**Given exercise 1:** Output a passage from the essay excerpt below, copied word for word, starting with "No way, I thought." and going on through "thought to myself.".

**Given text:**
**********

More specifically, I was worried about “Frozen,” a film that I had yet to see but whose defiant, show-stopping anthem-that-shall-not-be-named I had already heard — and dismissed as embarrassing, sub-Lloyd-Webber drivel. (Also, a snowman who wants to go to the beach? Puh-leeze.) But I had witnessed the hypnotic power this movie has over children and had seen, on multiple non-Halloween occasions, little girls walking around in public — in public! — wearing their Elsa costumes.

No way, I thought. Not my kid.

For three years, I actively kept this film from my daughter, steering her instead toward fare that was more tolerable (to me), such as “Moana” and the Pixar library. Was it her I was trying to protect, or was it me? I plead the Fifth. But the week after our second daughter was born, while I was awash in the rekindled joy and exhaustion of bringing a newborn home, I let down my guard for a few crucial minutes. Older daughter heard the song when it began playing after the “Lion King” clips we’d been watching on YouTube, declared “I want to watch that movie,” and, too weak to fight it any longer, I relented.

The first few viewings were hard. So were the next few mornings on which she wanted to hear only “Frozen” songs on the drive to school. Weeks passed. Elsa sang. “This is your life now, you dumb bastard,” I thought to myself.

**********

**Given exercise 2:** Return the rows below exactly as they appear, starting with the line with "of the blue" and going on through the last line of the rows.

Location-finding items
**********

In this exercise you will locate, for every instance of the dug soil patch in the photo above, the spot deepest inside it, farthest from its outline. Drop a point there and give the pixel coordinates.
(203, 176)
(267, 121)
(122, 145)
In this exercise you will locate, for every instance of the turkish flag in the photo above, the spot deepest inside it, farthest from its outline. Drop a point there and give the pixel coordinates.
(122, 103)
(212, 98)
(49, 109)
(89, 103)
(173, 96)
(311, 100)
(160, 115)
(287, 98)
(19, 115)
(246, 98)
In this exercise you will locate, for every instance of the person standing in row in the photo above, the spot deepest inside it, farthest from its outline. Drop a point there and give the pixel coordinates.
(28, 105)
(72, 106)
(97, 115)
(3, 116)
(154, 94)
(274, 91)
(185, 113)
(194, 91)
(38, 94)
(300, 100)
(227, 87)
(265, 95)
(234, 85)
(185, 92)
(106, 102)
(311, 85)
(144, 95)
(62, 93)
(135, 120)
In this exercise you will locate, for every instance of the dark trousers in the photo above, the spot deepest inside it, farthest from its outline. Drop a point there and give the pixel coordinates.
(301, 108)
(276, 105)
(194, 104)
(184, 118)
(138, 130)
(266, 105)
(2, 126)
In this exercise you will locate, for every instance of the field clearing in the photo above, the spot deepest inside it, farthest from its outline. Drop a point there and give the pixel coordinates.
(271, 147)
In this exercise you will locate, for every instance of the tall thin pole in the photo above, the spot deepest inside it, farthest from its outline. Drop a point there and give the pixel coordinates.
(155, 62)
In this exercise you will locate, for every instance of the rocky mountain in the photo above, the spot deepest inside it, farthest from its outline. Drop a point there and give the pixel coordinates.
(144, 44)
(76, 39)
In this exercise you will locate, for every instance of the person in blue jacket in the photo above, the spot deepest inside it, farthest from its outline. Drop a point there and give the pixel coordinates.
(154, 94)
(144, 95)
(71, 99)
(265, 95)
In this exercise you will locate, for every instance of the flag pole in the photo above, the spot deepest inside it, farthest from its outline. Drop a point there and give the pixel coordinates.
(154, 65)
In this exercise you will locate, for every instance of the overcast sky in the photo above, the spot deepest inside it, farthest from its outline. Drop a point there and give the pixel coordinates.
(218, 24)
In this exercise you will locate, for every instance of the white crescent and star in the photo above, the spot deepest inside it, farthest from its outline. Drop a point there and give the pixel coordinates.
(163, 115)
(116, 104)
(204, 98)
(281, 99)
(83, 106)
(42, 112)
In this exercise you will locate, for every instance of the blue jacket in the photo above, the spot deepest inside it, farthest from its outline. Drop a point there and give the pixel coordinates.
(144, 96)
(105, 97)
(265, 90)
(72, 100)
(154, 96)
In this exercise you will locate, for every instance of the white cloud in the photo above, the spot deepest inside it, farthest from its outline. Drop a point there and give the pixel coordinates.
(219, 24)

**********

**Reply 1:**
No way, I thought. Not my kid.

For three years, I actively kept this film from my daughter, steering her instead toward fare that was more tolerable (to me), such as “Moana” and the Pixar library. Was it her I was trying to protect, or was it me? I plead the Fifth. But the week after our second daughter was born, while I was awash in the rekindled joy and exhaustion of bringing a newborn home, I let down my guard for a few crucial minutes. Older daughter heard the song when it began playing after the “Lion King” clips we’d been watching on YouTube, declared “I want to watch that movie,” and, too weak to fight it any longer, I relented.

The first few viewings were hard. So were the next few mornings on which she wanted to hear only “Frozen” songs on the drive to school. Weeks passed. Elsa sang. “This is your life now, you dumb bastard,” I thought to myself.

**Reply 2:**
In this exercise you will locate, for every instance of the blue jacket in the photo above, the spot deepest inside it, farthest from its outline. Drop a point there and give the pixel coordinates.
(144, 96)
(105, 97)
(265, 90)
(72, 100)
(154, 96)
In this exercise you will locate, for every instance of the white cloud in the photo above, the spot deepest inside it, farthest from its outline. Drop a point there and give the pixel coordinates.
(219, 24)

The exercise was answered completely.